Task directions: Begin at the line that has "Cross-referencing a description that mentions the tree." and stop after the line that has "[0,119,227,180]". Write out every line of the items in that span, wording lines included, and add 143 to each bounding-box coordinate.

----- Listed entries

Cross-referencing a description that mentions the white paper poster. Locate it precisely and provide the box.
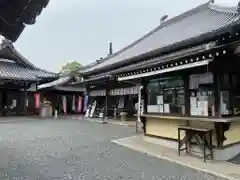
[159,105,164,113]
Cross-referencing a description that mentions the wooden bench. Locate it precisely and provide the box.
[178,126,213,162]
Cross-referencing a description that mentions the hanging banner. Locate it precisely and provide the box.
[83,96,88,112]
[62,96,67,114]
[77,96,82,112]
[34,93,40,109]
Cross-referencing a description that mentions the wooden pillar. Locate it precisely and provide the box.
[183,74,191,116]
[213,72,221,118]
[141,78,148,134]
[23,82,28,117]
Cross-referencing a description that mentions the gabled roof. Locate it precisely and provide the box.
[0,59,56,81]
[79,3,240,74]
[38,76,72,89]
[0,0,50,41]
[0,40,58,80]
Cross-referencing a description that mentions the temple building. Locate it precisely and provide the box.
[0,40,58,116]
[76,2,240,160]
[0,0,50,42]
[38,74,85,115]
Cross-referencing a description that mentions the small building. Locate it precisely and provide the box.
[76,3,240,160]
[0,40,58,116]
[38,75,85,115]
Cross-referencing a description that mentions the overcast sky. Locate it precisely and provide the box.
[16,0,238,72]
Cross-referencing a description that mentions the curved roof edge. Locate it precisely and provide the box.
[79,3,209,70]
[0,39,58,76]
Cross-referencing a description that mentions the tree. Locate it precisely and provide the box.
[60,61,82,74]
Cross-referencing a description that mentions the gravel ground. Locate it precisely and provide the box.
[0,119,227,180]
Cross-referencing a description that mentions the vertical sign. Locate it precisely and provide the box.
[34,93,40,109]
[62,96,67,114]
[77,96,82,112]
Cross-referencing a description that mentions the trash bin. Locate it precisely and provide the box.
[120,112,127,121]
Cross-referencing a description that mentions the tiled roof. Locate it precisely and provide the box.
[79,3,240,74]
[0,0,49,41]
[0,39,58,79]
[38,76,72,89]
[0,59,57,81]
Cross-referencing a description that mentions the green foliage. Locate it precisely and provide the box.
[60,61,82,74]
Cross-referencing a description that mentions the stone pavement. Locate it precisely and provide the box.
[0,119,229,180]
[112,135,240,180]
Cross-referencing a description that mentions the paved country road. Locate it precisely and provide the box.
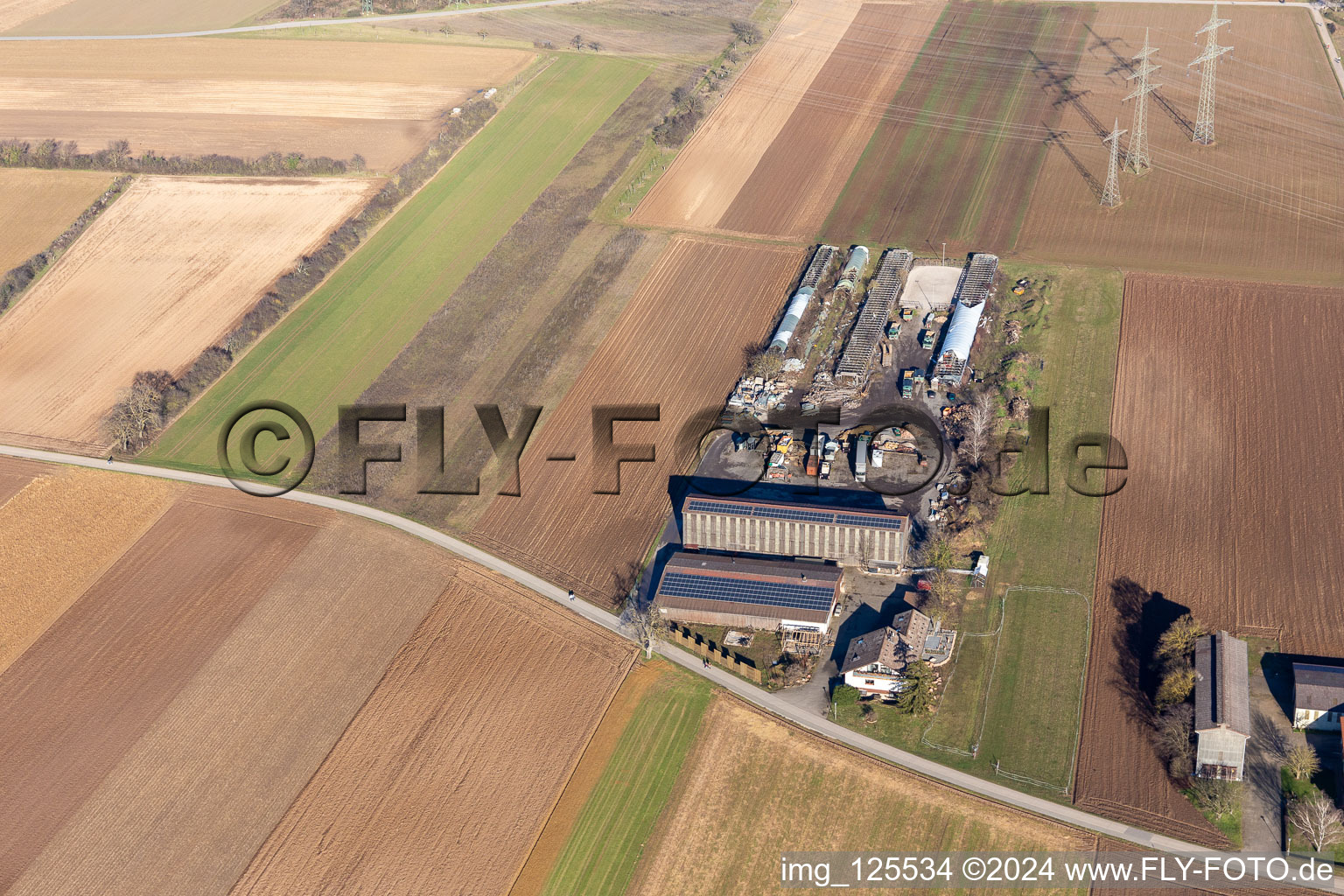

----------

Written answer:
Cross-referencing a description that mentions the tree. Locate it precisely and provide the box.
[203,204,225,217]
Cross-referencing a description that mentions the gravel ground. Locate it precisely and provide the box.
[143,262,370,323]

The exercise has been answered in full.